# Start of DOCUMENT

So what could we give them? On the Google Doc, we said, “Well, we could give them a whole laundry list of all of the different flavors. They could choose a flavor and then we could show them where the local scoop shop was if they wanted to go get it in person or we could show them where they could get it at their local grocer, the CVS down the street. Now, most of the time, you might stop there and go, “Great, we know what we need. Go ahead and design it.”
Emily Lewis: [Agrees]
Steph Hay: But what does it actually mean to say, “This CVS, well, this CVS has got to have an address. The CVS might need to have a phone number. Maybe we should show hours of operation.” We started about those things before there’s ever a layout, before there’s ever a design. We put all of those things that could be the content. Somebody needs to make a decision, in this case, to find a flavor before we ever get to design, and now everybody is participating in that Google Doc in the first couple of weeks of a project, so we’re able to say, “Well, we know where you’re located because you’re using your phone or you’re using your logout from your computer. At home, we know where you’re located. Let’s make an assumption about what that is and show you the nearest one.”
All of that stuff is captured, and now we’ve got requirements. We’ve got requirements starting to come from the content, and if you go to the Ben & Jerry’s website, you’ll see at the very, very top of the page because this was the number one reason why people were coming, so it should be the most prominent, at the very top of the page of the Ben & Jerry’s website, you immediately see a flavor finder, and that whole little widget, that whole little interactive experience was designed in a Google Doc in the first two weeks of the project.

# End of DOCUMENT
# Start of INFORMATION SUPPLIED

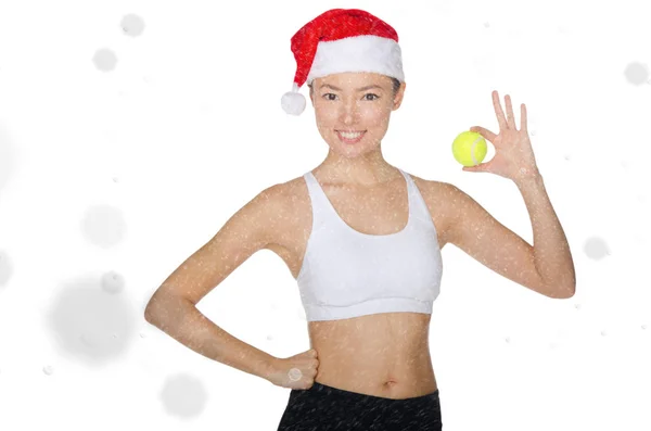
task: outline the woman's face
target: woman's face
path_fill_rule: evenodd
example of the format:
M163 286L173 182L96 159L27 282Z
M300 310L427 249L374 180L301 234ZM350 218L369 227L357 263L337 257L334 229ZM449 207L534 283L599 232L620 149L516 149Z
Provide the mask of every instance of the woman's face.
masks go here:
M403 83L394 98L393 80L385 75L350 72L316 78L310 99L319 132L332 151L344 156L376 149L391 112L403 102L405 87ZM342 131L353 134L347 136L352 140Z

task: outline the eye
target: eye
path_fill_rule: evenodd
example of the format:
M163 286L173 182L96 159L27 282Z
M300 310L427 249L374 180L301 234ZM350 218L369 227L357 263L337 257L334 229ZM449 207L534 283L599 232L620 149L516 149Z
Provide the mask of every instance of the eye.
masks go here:
M331 92L327 92L326 94L323 94L323 97L324 97L324 98L327 98L328 96L334 96L334 97L336 97L336 94L334 94L334 93L331 93ZM366 94L363 94L363 97L365 97L365 98L366 98L367 96L373 96L373 97L374 97L374 99L366 99L366 100L368 100L368 101L373 101L373 100L378 100L378 99L380 99L380 96L378 96L378 94L375 94L375 93L372 93L372 92L367 92ZM330 100L330 101L332 101L332 100L334 100L334 99L327 99L327 100Z

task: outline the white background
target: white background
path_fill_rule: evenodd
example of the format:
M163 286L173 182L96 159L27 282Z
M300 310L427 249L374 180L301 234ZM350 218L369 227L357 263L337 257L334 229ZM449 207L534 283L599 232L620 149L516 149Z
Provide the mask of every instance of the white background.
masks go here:
M308 101L280 106L290 39L333 8L399 35L407 91L382 142L532 243L512 181L451 141L520 103L567 236L576 294L551 300L454 245L431 352L444 429L651 429L644 1L2 1L0 429L276 430L290 390L143 318L190 254L328 151ZM647 68L644 68L647 67ZM307 98L307 88L302 88ZM486 160L493 156L489 147ZM254 254L199 308L279 357L309 348L297 287Z

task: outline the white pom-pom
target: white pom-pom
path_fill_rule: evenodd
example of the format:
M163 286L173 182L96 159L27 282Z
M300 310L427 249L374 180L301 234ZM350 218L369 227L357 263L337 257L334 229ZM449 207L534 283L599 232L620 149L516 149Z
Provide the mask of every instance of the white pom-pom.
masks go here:
M301 115L301 113L305 111L306 103L305 96L298 92L298 86L296 84L294 84L293 90L282 94L282 99L280 100L280 105L283 111L291 115Z

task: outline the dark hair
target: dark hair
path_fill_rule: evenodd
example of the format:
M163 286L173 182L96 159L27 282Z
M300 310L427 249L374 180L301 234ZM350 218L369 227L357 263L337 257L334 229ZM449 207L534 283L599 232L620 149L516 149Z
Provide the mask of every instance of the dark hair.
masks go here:
M400 89L400 80L398 78L394 78L393 76L390 76L390 78L391 78L391 80L394 84L393 96L395 97L397 94L398 90ZM312 92L312 85L308 84L307 86L309 87L309 92L311 94L311 92Z

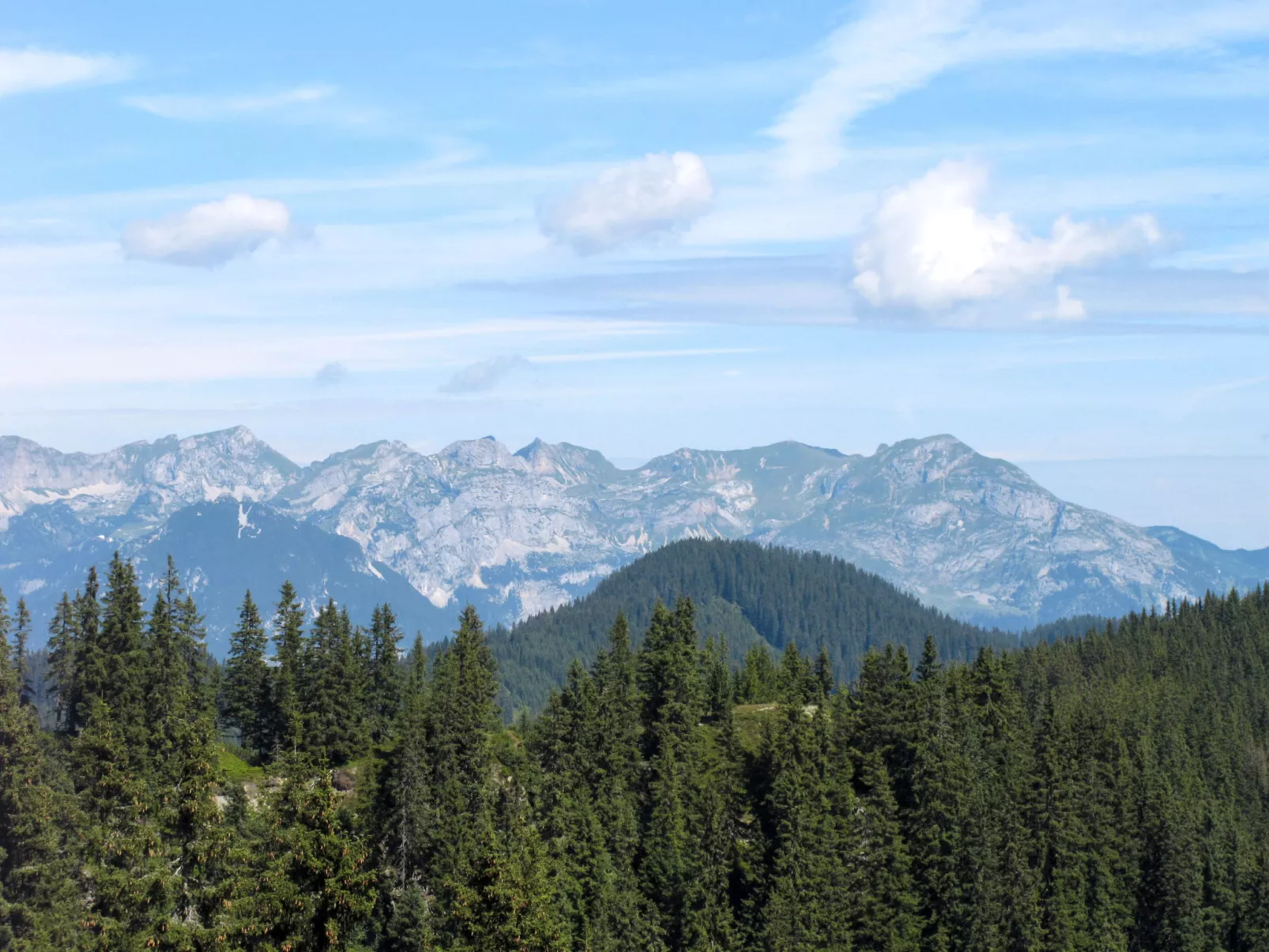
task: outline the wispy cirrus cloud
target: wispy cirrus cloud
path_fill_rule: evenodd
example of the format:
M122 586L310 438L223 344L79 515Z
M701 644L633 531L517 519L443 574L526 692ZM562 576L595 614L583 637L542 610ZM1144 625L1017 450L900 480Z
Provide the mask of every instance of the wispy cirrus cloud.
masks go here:
M332 86L311 85L253 95L142 95L123 102L164 119L208 122L305 109L334 94Z
M115 56L81 56L48 50L0 50L0 96L56 86L115 83L132 72Z
M838 166L843 137L868 110L976 62L1038 56L1148 56L1269 36L1269 6L1247 0L871 0L822 44L830 66L766 129L786 174Z
M442 393L481 393L492 390L516 367L528 366L520 354L501 354L489 360L477 360L458 371L440 385Z

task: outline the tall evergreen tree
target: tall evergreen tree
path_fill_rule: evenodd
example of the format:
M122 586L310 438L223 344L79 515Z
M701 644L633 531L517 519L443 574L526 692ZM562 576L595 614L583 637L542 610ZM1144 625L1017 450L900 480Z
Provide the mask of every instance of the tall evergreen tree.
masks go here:
M387 737L401 707L401 630L391 605L376 605L371 613L371 659L367 683L367 716L371 739Z
M274 660L269 697L269 737L275 751L299 750L303 744L303 708L299 702L301 663L305 651L305 613L289 581L282 584L273 616Z
M270 746L268 636L251 593L242 599L239 626L230 635L230 654L221 680L221 716L239 731L242 745L258 755Z

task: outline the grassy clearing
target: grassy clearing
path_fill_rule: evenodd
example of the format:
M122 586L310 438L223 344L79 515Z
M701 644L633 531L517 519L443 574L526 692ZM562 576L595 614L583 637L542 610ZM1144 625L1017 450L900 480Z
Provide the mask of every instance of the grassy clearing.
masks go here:
M230 783L246 783L247 781L259 783L264 778L263 767L251 767L251 764L225 746L221 746L220 754L221 772Z

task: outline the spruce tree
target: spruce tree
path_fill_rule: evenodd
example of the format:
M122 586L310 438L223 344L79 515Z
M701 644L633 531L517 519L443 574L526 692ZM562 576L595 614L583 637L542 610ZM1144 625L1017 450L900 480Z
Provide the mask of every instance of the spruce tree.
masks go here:
M382 743L401 707L401 630L391 605L376 605L371 614L371 659L367 684L367 716L371 739Z
M239 731L242 745L258 757L270 753L266 647L260 611L247 592L239 611L239 626L230 635L230 654L221 682L221 716Z
M71 948L80 883L66 833L79 817L48 782L39 725L20 701L9 660L9 644L0 638L0 947Z
M14 618L13 635L13 669L18 678L18 702L29 704L32 691L29 684L30 671L27 661L27 640L30 637L30 611L27 608L27 600L23 598L18 599L18 613Z
M269 739L275 753L299 750L303 737L303 707L299 701L301 664L305 652L305 613L289 581L282 584L273 616L274 660L269 685Z

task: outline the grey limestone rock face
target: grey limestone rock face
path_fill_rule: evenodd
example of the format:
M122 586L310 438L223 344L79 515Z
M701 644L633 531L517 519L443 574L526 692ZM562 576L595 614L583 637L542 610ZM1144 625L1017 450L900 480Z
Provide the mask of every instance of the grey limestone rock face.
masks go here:
M303 468L241 426L96 456L0 438L0 543L34 506L57 503L85 533L127 539L222 496L354 541L438 609L473 600L503 622L687 537L829 552L1003 627L1157 607L1269 571L1264 553L1065 503L949 435L872 456L792 442L679 449L636 470L567 443L511 452L492 438L434 454L371 443Z

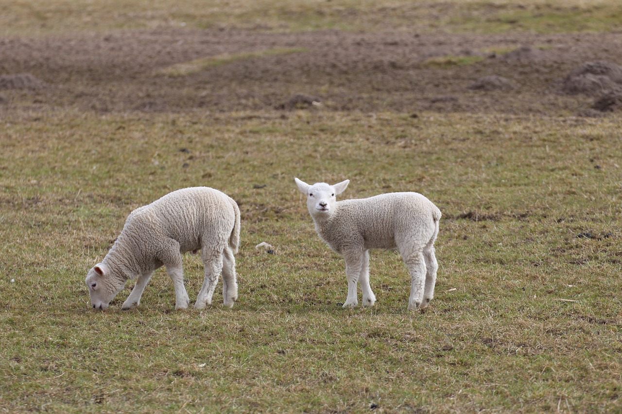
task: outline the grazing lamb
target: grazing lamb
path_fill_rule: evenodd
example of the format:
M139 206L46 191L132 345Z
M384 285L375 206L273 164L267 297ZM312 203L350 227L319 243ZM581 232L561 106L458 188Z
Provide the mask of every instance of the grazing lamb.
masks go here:
M233 199L208 187L170 193L132 211L101 263L89 270L93 307L108 308L125 282L137 277L123 308L138 306L154 270L164 265L175 288L175 308L187 308L182 253L200 249L205 276L195 308L211 303L221 271L225 305L231 308L238 298L233 254L239 243L239 209Z
M307 206L318 234L345 260L348 298L344 308L358 305L357 282L363 291L363 305L373 306L376 301L369 287L369 249L398 249L412 281L408 309L428 305L434 296L439 267L434 241L439 234L440 210L436 206L417 193L390 193L337 201L335 196L343 192L349 180L335 185L309 185L295 180L307 196Z

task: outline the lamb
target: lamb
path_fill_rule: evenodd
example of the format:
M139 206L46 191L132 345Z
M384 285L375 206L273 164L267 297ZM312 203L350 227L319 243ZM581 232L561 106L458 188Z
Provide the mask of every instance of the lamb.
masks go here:
M376 297L369 286L369 249L399 249L411 274L408 309L426 307L434 296L438 264L434 241L440 210L417 193L390 193L360 200L337 201L349 180L335 185L309 185L294 178L307 196L307 206L320 237L341 254L346 262L348 297L343 307L358 305L356 283L363 305L371 306Z
M232 307L238 298L233 255L239 244L239 222L233 199L208 187L178 190L137 208L101 262L88 272L86 283L93 307L108 308L126 282L137 277L122 308L138 306L154 270L164 265L175 288L175 308L188 308L182 253L199 249L205 278L195 308L211 303L221 272L224 303Z

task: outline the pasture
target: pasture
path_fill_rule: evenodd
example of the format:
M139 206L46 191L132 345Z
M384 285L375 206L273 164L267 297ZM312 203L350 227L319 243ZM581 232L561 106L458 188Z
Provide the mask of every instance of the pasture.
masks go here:
M0 412L622 409L620 103L565 89L622 65L619 5L154 2L0 6ZM375 251L343 309L294 177L434 202L430 306ZM174 311L160 269L91 309L128 214L201 185L241 211L234 306Z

# End of INFORMATION SUPPLIED

_SHORT EXERCISE_
Extend the transcript about planning the Ben & Jerry's flavor finder in a Google Doc, picking up after its final sentence.

_TASK RESULT_
Emily Lewis: I like what you’re describing here because I can see it scaling down. I mean, Lea, what comes to my mind is when we have those early kickoff meetings, we ask questions like, “What are your visitor goals? What are your audience goals?” And what if we just shifted that slightly and we’re like, “What are the questions your customers are asking you regularly? How do you answer?” Like just those two little shifts also…
Steph Hay: That’s right.
Emily Lewis: I really could see it scaling because we’re already asking some of these questions. It’s just like the phrasing and what we’re actually trying to get if we realize that we’re actually not trying to get the business owner’s idea of what their audience wants. We want the business owner to tell us what their audience is already doing with them.
Steph Hay: That’s exactly right. That’s exactly right, and what you’ll notice too immediately if you try this, the business owner is able to answer that question very quickly.
Emily Lewis: [Agrees]
Timestamp: 00:29:56
Steph Hay: There are probably a few emails in his or her inbox or voicemail messages about this. It’s probably the thing that is costing them operationally. They can speak to this because this is their customer feedback loop, and so we’re often so focused again on the structure and on the design and on the thing we’re making that we forget that there’s actually a person on the other side and at the end of the day, if none of this existed, if there’s not a digital tool and there’s just me and a phone, or even better yet, me in a room with another person, that I should still be able to make a sale.
Emily Lewis: [Agrees]
Steph Hay: I should still be able to have a conversation there. So it’s trying to strip it back down to what is fundamentally connecting us in the first place, which is the language that we use with each other.
Lea Alcantara: Yeah, I definitely can see that, because even just shifting the word visitor to so what do your customers…
Steph Hay: That’s right.
Lea Alcantara: Right. In the web world, it’s the same thing, but in the context of who actually is visiting and what your client understands, customer makes way more sense.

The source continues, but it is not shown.